# Work task:
Each line of the data below that holds the word "positive" is to be reported in full.

[Opening Dataset extract section]

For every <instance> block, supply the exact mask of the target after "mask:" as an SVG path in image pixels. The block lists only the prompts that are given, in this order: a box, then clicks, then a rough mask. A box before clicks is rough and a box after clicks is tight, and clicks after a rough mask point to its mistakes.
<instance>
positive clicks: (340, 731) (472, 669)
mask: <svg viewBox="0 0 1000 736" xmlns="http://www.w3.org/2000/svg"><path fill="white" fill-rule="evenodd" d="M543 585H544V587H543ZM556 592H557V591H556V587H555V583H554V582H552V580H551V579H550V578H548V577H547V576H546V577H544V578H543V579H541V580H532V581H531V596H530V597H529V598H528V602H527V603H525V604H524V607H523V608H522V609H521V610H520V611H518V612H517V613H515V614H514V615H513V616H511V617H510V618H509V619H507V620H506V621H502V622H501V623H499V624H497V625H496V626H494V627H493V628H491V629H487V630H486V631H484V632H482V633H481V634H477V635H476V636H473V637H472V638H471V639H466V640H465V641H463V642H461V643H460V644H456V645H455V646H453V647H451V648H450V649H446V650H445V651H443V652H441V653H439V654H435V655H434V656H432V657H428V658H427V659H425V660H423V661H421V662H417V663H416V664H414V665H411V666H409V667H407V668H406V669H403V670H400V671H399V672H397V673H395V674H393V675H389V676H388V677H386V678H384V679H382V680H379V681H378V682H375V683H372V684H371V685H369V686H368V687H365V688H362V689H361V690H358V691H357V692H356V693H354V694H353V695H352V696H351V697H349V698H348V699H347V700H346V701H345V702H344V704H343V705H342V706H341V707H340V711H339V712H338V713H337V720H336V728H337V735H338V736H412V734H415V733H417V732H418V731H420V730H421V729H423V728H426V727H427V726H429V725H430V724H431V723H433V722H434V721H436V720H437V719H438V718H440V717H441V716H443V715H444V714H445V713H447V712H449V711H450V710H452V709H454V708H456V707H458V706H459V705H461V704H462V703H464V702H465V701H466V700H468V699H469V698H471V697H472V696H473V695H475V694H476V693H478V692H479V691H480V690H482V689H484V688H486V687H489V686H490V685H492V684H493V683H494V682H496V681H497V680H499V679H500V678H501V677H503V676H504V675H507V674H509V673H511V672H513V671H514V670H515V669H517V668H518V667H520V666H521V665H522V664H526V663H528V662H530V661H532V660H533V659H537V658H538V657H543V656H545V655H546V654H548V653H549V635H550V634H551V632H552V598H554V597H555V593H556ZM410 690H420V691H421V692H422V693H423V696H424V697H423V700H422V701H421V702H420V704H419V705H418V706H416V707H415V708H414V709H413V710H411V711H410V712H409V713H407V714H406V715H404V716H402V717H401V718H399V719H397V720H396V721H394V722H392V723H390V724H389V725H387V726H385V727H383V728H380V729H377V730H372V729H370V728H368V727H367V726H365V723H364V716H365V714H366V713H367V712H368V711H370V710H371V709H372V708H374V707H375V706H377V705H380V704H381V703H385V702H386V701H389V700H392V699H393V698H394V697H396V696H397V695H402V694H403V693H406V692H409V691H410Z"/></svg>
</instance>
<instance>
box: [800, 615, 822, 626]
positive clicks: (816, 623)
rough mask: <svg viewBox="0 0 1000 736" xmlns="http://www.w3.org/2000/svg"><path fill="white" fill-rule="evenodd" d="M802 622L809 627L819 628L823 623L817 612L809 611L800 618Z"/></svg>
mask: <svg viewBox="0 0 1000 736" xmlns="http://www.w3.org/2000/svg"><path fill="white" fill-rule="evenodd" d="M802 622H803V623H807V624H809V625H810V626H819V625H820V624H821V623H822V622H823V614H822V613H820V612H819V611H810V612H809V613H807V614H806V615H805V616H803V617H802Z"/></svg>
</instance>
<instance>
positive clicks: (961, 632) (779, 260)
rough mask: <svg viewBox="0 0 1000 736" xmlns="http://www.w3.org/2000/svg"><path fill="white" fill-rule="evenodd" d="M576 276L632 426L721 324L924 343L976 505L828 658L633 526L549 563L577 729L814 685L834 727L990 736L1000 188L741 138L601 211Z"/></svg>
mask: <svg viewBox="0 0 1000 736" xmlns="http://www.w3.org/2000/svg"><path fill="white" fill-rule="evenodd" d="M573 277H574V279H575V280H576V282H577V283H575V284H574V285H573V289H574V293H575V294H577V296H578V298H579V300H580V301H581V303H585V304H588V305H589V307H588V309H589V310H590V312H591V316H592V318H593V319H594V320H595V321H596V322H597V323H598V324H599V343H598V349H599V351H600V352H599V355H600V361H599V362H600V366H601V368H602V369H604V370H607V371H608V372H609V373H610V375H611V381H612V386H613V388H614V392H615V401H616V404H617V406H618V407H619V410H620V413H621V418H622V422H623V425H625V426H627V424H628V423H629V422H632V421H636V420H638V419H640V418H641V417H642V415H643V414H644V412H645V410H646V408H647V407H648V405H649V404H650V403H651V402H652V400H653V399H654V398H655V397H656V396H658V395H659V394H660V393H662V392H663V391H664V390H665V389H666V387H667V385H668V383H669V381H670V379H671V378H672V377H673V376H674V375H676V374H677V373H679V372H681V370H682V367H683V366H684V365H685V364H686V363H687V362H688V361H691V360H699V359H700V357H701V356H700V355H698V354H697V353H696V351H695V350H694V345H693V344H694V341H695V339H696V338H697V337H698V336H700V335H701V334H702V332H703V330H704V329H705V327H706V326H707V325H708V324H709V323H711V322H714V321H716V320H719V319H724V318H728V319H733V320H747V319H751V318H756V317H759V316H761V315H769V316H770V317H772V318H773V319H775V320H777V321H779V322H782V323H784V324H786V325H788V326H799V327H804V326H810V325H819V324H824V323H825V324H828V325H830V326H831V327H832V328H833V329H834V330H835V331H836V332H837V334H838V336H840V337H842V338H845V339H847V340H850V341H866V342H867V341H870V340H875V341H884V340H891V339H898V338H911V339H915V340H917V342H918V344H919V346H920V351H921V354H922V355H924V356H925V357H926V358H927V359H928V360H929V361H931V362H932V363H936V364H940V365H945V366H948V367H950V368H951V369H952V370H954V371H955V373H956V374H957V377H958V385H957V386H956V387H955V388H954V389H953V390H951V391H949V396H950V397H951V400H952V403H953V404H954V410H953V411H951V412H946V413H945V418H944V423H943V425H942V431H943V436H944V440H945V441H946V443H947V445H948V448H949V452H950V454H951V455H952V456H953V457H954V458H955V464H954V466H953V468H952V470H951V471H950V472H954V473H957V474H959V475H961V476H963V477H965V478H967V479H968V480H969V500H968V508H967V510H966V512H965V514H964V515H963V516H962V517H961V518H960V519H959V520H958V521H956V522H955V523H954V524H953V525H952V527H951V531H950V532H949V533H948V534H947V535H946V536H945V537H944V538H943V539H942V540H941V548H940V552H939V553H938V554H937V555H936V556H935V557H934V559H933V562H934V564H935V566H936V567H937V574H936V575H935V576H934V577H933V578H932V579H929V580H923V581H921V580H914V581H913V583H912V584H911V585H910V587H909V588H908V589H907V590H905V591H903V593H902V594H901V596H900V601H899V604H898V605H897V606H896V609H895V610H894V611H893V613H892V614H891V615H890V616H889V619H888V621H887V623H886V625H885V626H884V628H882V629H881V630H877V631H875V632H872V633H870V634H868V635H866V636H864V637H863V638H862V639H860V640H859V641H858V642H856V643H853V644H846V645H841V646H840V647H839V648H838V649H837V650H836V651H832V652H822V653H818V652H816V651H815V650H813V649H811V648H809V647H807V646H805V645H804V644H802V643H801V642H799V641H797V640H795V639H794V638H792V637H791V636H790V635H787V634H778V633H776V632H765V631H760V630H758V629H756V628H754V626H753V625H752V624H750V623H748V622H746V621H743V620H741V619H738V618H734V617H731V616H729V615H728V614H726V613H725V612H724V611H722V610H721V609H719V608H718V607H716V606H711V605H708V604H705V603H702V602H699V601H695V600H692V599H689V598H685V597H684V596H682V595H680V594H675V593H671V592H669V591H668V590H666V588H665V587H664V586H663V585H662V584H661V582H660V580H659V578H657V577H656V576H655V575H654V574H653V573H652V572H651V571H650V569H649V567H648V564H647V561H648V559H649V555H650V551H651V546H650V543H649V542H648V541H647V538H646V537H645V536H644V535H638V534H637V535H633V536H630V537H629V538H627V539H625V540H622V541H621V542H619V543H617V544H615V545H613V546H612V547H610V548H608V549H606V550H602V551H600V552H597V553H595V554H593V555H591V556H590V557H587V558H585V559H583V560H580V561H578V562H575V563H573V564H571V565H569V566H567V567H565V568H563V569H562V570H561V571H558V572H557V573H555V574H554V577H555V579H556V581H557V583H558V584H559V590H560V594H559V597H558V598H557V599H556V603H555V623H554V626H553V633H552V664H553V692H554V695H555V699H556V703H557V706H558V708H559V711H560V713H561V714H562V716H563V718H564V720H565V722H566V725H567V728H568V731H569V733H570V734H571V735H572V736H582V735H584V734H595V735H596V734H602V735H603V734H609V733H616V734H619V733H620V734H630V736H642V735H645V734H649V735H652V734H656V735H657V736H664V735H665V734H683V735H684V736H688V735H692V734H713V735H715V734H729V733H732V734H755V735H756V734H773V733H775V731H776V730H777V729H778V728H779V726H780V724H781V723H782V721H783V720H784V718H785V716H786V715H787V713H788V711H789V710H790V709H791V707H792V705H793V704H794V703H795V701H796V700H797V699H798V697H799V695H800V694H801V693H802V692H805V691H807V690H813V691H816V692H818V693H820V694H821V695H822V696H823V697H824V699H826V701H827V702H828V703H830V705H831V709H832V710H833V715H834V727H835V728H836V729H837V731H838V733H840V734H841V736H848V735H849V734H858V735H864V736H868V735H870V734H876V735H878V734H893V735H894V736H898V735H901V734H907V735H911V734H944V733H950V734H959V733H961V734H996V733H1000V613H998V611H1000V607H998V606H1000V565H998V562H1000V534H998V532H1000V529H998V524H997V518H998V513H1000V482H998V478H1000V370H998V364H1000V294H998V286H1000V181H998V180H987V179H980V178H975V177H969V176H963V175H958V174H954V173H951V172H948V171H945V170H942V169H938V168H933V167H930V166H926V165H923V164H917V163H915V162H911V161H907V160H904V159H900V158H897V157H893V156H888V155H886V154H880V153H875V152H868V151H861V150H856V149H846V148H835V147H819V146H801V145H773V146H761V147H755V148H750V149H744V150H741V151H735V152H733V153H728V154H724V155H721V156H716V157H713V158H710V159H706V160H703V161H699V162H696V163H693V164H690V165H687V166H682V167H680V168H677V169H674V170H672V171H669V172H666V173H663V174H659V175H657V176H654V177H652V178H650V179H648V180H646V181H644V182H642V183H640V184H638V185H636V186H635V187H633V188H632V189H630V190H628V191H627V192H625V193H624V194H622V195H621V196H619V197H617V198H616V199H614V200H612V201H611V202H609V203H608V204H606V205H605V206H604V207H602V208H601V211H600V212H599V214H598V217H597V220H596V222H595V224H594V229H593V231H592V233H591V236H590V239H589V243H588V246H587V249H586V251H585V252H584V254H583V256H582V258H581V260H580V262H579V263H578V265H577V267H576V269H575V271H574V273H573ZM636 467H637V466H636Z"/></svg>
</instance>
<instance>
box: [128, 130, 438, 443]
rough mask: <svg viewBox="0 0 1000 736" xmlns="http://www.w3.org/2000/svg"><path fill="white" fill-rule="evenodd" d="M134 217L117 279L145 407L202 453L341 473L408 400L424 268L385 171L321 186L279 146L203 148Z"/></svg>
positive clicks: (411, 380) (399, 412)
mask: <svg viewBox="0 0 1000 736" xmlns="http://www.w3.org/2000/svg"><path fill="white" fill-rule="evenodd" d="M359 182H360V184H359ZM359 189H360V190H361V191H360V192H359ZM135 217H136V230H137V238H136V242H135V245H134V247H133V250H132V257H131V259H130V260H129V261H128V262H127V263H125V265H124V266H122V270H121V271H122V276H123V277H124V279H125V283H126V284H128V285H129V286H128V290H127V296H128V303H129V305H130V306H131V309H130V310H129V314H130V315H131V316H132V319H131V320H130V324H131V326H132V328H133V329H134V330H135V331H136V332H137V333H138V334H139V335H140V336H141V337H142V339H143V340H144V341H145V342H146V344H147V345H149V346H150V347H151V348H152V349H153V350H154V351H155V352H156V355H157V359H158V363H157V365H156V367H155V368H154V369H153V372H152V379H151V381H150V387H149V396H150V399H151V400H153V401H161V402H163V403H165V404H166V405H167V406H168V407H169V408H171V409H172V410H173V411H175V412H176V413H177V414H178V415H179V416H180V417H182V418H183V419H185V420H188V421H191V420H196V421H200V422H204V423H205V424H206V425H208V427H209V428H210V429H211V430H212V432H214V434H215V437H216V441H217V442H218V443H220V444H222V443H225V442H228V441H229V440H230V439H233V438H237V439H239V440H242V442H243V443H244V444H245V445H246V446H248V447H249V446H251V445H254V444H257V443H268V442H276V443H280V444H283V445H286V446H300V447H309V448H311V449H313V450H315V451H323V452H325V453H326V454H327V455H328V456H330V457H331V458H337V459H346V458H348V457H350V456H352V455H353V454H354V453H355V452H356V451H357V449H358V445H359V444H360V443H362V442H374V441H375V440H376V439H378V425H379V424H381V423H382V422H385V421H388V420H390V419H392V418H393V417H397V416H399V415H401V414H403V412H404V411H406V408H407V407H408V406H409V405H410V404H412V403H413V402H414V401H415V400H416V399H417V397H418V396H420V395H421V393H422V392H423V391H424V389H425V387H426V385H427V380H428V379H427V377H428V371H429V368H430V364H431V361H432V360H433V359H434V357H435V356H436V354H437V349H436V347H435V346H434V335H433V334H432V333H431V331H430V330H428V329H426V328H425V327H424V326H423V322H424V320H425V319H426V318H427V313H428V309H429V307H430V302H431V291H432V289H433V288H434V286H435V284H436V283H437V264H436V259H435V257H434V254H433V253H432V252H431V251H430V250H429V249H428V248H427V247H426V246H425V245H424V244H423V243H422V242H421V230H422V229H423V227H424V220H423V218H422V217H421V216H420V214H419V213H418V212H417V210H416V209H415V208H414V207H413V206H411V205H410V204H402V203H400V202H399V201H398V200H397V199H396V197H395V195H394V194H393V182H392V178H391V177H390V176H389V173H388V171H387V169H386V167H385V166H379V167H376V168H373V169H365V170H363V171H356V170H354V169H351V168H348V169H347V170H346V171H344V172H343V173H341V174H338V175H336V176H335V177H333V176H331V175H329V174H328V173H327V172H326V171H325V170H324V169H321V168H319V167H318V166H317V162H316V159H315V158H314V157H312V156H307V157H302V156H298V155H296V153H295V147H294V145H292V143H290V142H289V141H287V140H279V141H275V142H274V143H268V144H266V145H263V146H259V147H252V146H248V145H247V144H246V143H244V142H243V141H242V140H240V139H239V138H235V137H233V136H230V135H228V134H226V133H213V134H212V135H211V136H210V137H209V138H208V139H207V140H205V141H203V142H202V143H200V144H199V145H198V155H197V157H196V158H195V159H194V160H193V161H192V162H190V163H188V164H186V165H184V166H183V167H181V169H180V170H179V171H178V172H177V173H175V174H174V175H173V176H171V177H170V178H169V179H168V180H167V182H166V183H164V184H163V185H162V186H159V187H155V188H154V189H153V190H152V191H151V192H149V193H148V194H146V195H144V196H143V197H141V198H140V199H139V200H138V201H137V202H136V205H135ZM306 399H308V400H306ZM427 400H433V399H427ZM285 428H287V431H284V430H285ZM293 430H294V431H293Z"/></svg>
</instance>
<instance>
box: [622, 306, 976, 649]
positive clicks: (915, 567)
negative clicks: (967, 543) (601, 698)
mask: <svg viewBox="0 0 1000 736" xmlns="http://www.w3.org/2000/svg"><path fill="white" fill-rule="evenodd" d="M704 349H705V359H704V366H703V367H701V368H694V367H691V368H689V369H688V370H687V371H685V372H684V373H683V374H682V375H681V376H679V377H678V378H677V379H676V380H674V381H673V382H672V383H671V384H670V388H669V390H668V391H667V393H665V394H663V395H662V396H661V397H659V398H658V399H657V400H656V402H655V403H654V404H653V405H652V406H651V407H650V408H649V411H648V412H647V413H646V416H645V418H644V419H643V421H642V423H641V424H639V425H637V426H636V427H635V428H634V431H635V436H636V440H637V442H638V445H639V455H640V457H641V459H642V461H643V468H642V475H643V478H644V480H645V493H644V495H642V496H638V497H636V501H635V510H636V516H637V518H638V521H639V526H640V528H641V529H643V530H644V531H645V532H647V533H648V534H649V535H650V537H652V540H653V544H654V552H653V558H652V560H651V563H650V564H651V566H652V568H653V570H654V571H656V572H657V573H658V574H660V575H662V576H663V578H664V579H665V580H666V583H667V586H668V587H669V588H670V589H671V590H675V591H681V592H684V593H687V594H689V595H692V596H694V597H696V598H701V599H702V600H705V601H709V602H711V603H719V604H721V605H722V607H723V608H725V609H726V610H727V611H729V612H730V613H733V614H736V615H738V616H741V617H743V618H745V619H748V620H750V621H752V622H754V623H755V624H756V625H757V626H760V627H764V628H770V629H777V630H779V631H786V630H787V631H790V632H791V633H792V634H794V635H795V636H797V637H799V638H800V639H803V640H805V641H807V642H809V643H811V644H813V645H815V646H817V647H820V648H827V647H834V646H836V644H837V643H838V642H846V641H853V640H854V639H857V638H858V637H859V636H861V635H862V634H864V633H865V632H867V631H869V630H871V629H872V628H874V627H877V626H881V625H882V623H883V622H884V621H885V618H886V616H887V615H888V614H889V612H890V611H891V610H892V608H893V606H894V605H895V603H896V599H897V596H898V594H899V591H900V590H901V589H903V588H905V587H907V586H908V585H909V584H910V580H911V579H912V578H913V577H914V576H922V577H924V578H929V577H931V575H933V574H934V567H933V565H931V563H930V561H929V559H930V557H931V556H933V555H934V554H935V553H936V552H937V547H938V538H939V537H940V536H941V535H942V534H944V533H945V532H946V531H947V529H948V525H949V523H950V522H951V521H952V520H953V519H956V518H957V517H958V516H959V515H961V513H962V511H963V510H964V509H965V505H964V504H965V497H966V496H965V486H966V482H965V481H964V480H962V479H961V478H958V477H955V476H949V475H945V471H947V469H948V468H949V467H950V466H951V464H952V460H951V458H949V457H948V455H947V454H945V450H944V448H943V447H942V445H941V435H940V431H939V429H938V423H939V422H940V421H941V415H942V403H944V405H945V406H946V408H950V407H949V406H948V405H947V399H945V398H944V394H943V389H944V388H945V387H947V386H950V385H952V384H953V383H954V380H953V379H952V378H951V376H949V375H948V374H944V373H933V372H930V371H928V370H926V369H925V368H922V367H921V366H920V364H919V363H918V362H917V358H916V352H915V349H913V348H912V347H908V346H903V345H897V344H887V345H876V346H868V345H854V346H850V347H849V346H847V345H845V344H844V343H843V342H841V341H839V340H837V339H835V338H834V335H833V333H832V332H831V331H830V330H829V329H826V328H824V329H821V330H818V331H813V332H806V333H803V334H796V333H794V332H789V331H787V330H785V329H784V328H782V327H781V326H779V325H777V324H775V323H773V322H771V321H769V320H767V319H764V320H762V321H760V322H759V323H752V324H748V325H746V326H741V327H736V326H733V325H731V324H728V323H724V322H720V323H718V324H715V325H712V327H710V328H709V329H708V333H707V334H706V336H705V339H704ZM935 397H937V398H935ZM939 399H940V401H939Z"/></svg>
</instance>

[Closing Dataset extract section]

# Exercise response:
positive clicks: (340, 731) (472, 669)
positive clicks: (816, 623)
positive clicks: (961, 632) (779, 260)
positive clicks: (411, 380) (399, 412)
positive clicks: (915, 567)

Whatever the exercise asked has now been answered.